In the passage below on tau exon 10 splicing, which specific disease does it say the composition is useful for treating?
-- Provided passage follows --
Efficiency of siRNA Knockdown of Endogenous MBNL1/2.

Top: Immunoblots showing abundance of endogenous MBNL1 and MBNL2 in HEK293T cells treated with siRNAs targeting MBNL1 (siMBNL1), MBNL2 (siMBNL2) or both (siMBNL1/2). siRNAs targeting GFP, scrambled siRNA sequences, and empty pcDNA plasmid, was used as controls. Bottom: Representative RT-PCR analysis of MAPT exon 10 inclusion in control and treated HEK293 cells.

DETAILED DESCRIPTION OF THE EMBODIMENTS

One embodiment of the present technology presents a composition for treating a neurodegenerative disease, wherein the composition comprises at least one component that targets at least one muscleblind-like protein (MBNL) binding site near exon 10 of microtubule-associated protein tau (MAPT) to block MBNL binding thereto and modulate exon 10 splicing.

In another embodiment, the component targets at least two MBNL binding sites near exon 10 of MAPT, or specifically two MBNL binding sites near exon 10 of MAPT.

In another embodiment, the at least one component comprises nuclease-inactive dCas13d in complex with one or more guide RNAs (gRNAs). In yet another embodiment, the composition is useful for treating frontal temporal dementia (FTD).

In another embodiment, the at least one component comprises antisense oligonucleotide (ASO). In yet another embodiment, the composition is useful for treating frontal temporal dementia (FTD).

Another embodiment of the present technology provides a method of treating a neurodegenerative disease comprising the step of administering to a patient in need thereof an effective dose of a pharmaceutical composition which targets at least one muscleblind-like protein (MBNL) binding site near exon 10 of microtubule-associated protein tau (MAPT) to block MBNL binding thereto and modulate exon 10 splicing.
-- Provided passage concluded --
-- Given data follows --
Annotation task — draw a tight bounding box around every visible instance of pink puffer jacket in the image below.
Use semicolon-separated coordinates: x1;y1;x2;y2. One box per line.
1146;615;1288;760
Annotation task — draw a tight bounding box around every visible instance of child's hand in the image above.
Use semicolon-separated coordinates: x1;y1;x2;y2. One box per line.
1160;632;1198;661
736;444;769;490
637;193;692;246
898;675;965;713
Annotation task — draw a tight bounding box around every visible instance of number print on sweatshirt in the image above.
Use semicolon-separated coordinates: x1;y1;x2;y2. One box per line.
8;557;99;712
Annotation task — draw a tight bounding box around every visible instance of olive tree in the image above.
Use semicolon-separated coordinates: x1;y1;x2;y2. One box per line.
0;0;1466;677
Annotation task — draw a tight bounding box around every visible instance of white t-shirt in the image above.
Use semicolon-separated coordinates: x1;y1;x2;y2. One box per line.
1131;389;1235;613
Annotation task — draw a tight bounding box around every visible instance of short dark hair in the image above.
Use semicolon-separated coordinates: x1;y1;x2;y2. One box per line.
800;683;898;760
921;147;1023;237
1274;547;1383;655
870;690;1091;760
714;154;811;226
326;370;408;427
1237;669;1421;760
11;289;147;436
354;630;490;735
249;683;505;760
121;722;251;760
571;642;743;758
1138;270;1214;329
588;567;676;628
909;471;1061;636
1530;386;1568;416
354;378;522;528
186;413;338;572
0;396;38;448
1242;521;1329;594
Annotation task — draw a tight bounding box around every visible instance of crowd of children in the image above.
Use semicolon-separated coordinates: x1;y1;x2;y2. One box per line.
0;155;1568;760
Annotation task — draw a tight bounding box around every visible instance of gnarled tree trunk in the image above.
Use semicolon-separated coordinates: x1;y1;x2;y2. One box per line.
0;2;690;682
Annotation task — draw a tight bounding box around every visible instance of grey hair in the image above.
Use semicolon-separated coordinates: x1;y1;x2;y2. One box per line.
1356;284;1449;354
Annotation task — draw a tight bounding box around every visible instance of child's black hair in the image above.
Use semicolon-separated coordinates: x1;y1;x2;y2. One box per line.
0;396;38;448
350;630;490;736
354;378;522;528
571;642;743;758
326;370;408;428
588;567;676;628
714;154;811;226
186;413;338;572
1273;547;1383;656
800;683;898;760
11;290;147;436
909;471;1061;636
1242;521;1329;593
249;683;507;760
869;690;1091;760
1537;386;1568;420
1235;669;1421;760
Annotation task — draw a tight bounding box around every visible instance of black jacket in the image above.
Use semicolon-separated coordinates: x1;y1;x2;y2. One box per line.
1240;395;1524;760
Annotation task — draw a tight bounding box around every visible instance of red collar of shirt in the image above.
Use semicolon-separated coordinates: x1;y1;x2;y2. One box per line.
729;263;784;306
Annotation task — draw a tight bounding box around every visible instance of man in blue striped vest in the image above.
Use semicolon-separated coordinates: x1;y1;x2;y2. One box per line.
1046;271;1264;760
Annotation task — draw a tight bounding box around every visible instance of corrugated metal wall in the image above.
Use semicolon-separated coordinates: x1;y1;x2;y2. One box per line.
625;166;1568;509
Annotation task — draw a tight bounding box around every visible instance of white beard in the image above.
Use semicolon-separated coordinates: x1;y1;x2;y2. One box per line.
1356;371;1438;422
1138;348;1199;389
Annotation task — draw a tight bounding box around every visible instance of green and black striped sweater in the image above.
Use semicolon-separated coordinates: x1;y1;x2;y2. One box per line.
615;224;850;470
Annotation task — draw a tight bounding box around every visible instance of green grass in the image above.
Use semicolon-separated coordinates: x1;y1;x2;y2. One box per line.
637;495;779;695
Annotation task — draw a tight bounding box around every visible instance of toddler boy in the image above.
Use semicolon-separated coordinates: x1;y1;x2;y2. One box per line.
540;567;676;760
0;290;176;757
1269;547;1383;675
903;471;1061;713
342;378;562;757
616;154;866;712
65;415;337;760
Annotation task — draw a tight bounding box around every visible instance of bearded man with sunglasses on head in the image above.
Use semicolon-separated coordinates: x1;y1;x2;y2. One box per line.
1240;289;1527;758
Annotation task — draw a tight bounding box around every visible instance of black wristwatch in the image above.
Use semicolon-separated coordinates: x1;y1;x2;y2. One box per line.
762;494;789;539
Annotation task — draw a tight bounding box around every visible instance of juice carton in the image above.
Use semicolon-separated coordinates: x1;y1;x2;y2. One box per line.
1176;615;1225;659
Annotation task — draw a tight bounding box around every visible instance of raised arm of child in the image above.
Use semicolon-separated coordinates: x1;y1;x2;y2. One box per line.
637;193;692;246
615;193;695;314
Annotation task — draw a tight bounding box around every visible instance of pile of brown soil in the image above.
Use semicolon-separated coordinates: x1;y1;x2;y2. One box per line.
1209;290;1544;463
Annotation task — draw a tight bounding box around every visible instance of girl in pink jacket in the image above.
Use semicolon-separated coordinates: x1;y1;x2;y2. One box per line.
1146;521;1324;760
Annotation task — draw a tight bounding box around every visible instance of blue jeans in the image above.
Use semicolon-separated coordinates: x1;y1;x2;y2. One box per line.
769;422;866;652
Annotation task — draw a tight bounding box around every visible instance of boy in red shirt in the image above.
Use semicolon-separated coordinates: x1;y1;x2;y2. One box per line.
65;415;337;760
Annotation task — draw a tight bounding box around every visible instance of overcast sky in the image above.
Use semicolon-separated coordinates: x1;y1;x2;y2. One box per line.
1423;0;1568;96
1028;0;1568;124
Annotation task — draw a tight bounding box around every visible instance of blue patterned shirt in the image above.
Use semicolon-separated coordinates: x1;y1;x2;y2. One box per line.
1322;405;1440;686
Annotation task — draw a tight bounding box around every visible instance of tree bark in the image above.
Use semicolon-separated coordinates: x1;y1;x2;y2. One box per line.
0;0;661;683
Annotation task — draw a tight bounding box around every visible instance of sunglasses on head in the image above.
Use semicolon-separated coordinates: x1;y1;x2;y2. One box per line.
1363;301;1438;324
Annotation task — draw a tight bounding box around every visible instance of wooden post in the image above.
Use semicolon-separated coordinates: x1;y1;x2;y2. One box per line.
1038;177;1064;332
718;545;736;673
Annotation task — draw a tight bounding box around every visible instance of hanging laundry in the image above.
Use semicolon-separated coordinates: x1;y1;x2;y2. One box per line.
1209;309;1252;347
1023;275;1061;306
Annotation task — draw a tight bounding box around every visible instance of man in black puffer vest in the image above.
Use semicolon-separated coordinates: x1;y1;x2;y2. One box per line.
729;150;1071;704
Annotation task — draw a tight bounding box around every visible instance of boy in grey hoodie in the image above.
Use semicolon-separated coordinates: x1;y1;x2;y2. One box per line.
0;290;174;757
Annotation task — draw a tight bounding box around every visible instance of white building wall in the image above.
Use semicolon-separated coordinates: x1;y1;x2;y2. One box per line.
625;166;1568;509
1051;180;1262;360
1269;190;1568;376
-- Given data concluded --
→ **Response box**
Frontal temporal dementia (FTD).